● WRITTEN PROBLEM
Could you give the listing below again with every "target phrase" swapped for "search phrase", everything else unchanged and the pictures left out?

● RECORDS SHOWN
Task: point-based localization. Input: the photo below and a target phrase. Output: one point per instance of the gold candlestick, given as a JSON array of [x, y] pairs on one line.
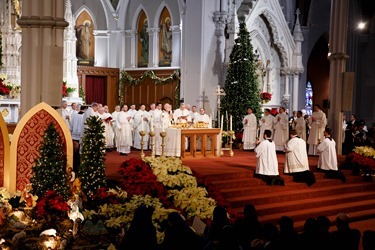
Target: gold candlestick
[[142, 134], [231, 133], [163, 135], [152, 134]]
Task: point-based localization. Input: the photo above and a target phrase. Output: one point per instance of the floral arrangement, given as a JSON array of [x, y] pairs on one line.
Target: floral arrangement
[[362, 161], [265, 96], [4, 89]]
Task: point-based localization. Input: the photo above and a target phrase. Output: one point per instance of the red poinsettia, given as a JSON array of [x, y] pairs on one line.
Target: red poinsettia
[[140, 180], [4, 90], [52, 204], [265, 96]]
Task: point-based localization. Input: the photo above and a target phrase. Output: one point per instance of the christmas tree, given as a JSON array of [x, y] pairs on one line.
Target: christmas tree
[[49, 171], [92, 169], [241, 84]]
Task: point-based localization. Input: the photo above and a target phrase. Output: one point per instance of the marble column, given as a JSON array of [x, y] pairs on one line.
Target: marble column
[[131, 39], [42, 24], [176, 45], [337, 56]]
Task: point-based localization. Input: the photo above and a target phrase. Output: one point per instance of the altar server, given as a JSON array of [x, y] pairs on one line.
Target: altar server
[[266, 123], [141, 120], [296, 162], [281, 125], [124, 124], [250, 130]]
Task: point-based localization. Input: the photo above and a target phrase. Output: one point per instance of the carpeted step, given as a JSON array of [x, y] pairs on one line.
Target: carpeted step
[[289, 195], [331, 210], [354, 217]]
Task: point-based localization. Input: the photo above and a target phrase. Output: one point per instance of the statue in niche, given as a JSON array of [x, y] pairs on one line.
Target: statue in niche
[[143, 38], [166, 41], [84, 40]]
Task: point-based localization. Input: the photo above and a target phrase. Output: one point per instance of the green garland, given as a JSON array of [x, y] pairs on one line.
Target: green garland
[[128, 79]]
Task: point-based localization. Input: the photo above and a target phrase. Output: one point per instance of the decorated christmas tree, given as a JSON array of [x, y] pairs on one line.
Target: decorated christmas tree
[[241, 84], [49, 171], [92, 169]]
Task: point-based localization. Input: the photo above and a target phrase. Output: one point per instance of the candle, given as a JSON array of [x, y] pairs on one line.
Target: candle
[[230, 122], [143, 126]]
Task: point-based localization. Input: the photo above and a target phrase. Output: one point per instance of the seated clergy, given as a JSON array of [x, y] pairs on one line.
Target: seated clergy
[[296, 162]]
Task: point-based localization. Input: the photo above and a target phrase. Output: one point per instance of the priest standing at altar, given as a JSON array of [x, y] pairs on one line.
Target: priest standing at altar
[[249, 130], [281, 134], [266, 123], [317, 123], [141, 120], [124, 124]]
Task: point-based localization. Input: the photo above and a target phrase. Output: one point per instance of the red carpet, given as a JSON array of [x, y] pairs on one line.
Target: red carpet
[[234, 177]]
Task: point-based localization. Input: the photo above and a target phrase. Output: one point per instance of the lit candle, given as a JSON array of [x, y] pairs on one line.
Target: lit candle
[[231, 122]]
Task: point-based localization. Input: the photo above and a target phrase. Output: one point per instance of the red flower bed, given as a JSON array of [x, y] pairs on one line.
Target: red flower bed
[[361, 160], [140, 180]]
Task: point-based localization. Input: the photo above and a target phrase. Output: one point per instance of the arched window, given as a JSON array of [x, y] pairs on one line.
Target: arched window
[[165, 39], [143, 40]]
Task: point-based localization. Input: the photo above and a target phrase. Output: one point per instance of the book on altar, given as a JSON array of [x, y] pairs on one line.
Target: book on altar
[[198, 225]]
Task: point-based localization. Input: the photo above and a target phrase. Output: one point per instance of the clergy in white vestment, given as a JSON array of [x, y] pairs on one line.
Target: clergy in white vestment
[[249, 130], [266, 156], [317, 123], [296, 162], [182, 115], [108, 130], [66, 113], [141, 120], [281, 132], [328, 157], [202, 117], [299, 124], [266, 123], [124, 132], [91, 111]]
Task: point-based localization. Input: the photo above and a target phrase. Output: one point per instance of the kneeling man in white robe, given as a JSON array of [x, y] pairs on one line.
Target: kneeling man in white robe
[[297, 163], [328, 157], [267, 165]]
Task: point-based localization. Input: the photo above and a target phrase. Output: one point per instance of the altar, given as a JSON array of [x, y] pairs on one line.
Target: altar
[[9, 108], [189, 143]]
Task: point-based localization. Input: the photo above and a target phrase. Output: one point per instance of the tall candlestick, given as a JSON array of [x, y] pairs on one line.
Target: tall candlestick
[[231, 122]]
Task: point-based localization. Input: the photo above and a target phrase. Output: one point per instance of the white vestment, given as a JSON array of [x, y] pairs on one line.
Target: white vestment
[[249, 132], [317, 122], [299, 125], [265, 123], [124, 132], [178, 113], [296, 156], [108, 130], [281, 133], [327, 155], [76, 125], [266, 158], [141, 126]]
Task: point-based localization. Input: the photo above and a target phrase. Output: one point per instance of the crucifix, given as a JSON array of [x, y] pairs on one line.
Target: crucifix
[[219, 92]]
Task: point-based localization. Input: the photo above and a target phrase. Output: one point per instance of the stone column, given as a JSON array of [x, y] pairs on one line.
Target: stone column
[[42, 24], [153, 58], [130, 37], [337, 56], [176, 45]]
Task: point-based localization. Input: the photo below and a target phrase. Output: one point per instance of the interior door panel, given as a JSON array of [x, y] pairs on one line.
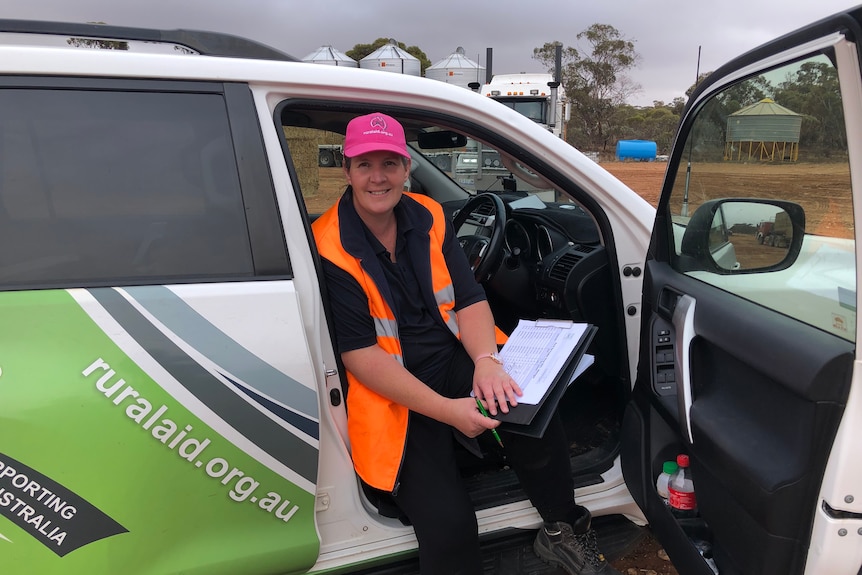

● FINISHED EXERCISE
Task: point-based localization. Input: the photo below and a search phrase. Output: one point per instance of the gold candlestick, given as a JSON array of [x, y] pairs on one line.
Target: gold candlestick
[[142, 134], [231, 133], [163, 135], [152, 134]]
Task: point-based localization. Input: the photo above and a search phrase. Output: one point per instance of the floral arrangement, given as a JSON array of [x, y] pairs on one line.
Target: floral arrangement
[[362, 161], [265, 96], [4, 89]]
Task: point-based localization. Input: the photo above and a search phrase. Output: one point per instance of the red poinsettia, given as a JSON array of [x, y] pairs on one line.
Target: red poinsettia
[[140, 180], [4, 90], [52, 204], [265, 96]]
Task: point-based localization. Input: the photo above and a search phrase. Output: one point per instance of the christmas tree, given as a JSON array of [x, y] pairs on one line.
Target: christmas tree
[[49, 171], [92, 169], [241, 84]]
Task: point-based localization. Input: the photo above and a search phrase. Output: one point per instance of the marble column, given as a JSON array of [x, y] pairs on one line.
Target: marble column
[[131, 39], [42, 24], [176, 45], [337, 56]]
Task: point-based localization. Input: the photo above and a search phrase. Output: one point per instance of the altar server, given as a JSON array of [x, y] pairs on one line.
Target: altar server
[[266, 123], [141, 120], [296, 162], [281, 125], [124, 124], [250, 130]]
Task: point-based localization. Input: the photo above and a search phrase. Output: one point per instance of the carpeted step, given as a JSON array of [x, y] pairs on one line.
Target: carpeted step
[[289, 195], [331, 210], [354, 217]]
Task: point-based localization. Input: the photo above and a search phrase. Output: one point per instance of the statue in niche, given as a JSON array of [x, y] pairs on one line.
Target: statue in niche
[[143, 38], [166, 41], [84, 40]]
Task: point-based localization. Input: the photo above and a search phrase. Output: one point per instance of the green garland, given as a JSON array of [x, y] pairs on one line.
Target: green garland
[[128, 79]]
Task: point-based localization. Input: the photo above and a search phrase. Output: one point per instance of the decorated christmas tree, given as a JSON array of [x, y] pairs on one line.
Target: decorated christmas tree
[[241, 84], [49, 171], [92, 169]]
Task: point-based localization. Input: the photo above and a search phrase. Output: one point per instance of the candle, given as a JSON array of [x, y] pairs on one line.
Target: candle
[[230, 122], [143, 126]]
Task: point-based localization. Input: the photo above and a search phrase. Output: one point per instance of the seated clergy, given as a JSON array of [x, y] pairs on one line.
Target: seated clergy
[[296, 162]]
Task: point-based localization. Input: the photo above and a search phrase. Output: one point per instance of the priest standing at altar, given as a JSON array of [x, y] pairs on one line.
Target: priest standing at altar
[[249, 130], [281, 134], [266, 123], [317, 123], [141, 120], [124, 124]]
Task: point-based localization. Input: the photo above and a search phrase. Output: one point per instance of the red carpet, given as a JSON array of [x, y] pairs on one line.
Target: red carpet
[[234, 177]]
Task: point-based localization. Input: the photo above and a search phrase. Output: one point per instance of the lit candle, given as a JSON array of [x, y] pairs on one line.
Target: lit candle
[[231, 122]]
Task: point-based localization. Input: the photo above and a search phrase. Output: one point per instance of the red flower bed, given as a JSON array of [x, y] pairs on one line.
Target: red flower bed
[[361, 160], [140, 180]]
Task: point-based localization. Input: the photo above and a search phrase. Output: one point per instance of the arched window, given as a JSON array of [x, y] pairs on one line.
Target: arched window
[[165, 39], [143, 40]]
Task: point-based localization. Input: the photo above and a search phrase. Output: one point per instance of the book on altar, given as a JSON array of [x, y] pairs on one line.
Target: book on altar
[[198, 225]]
Task: point-based localization. Input: the photo above and a search phrase. Output: one point per instance of the clergy in white vestment, given as a JSON array of [x, y] pairs on one line.
Target: clergy in white vestment
[[249, 130], [266, 156], [317, 123], [296, 162], [182, 115], [108, 130], [66, 113], [141, 120], [281, 132], [328, 157], [202, 117], [299, 124], [266, 123], [124, 132], [91, 111]]
Task: point-based localization. Input: the photo above and a search phrase. Output: one point per instance of the kneeling man in white robe, given as a JSON array of [x, y] pairs on one line.
Target: kneeling man in white robe
[[297, 163], [328, 157], [267, 165]]
Task: point-based localization. Input: the photo above and a search phrase. Output: one point per instance of the altar, given as a JSON array of [x, y] pairs on one line.
Target: altar
[[9, 108], [189, 143]]
Task: point-based localization. Input: the photo above and a search phrase. Output: one point per instance of the tall candlestick, given as a JSON array of [x, y] pairs on one line.
Target: tall candlestick
[[231, 122]]
Task: point-based localization. Input: the photo above and a search phrase. Output: one point per instance of the white vestment, given as a JSON array of [x, y] pairs on one line.
Target: white vestment
[[249, 132], [317, 122], [299, 125], [265, 123], [124, 132], [178, 113], [296, 156], [108, 130], [281, 133], [327, 155], [76, 125], [266, 158], [141, 126]]
Task: point-based localization. Input: the photo above and a search phrase. Output: one point per instance of the crucifix, given as a JSON array of [x, y] pairs on one line.
Target: crucifix
[[219, 92]]
Task: point-based localization. Input: the photo above and a search phrase. Output: one point per instance of the stone column, given as a JSON array of [x, y] pairs on one line.
Target: stone column
[[42, 24], [153, 58], [130, 37], [337, 56], [176, 45]]
Task: point-based localization. Input: the photo below and a search phrase. Output: one point per instance of the interior door panel, given as a JSON array of [x, y] pairs on one line.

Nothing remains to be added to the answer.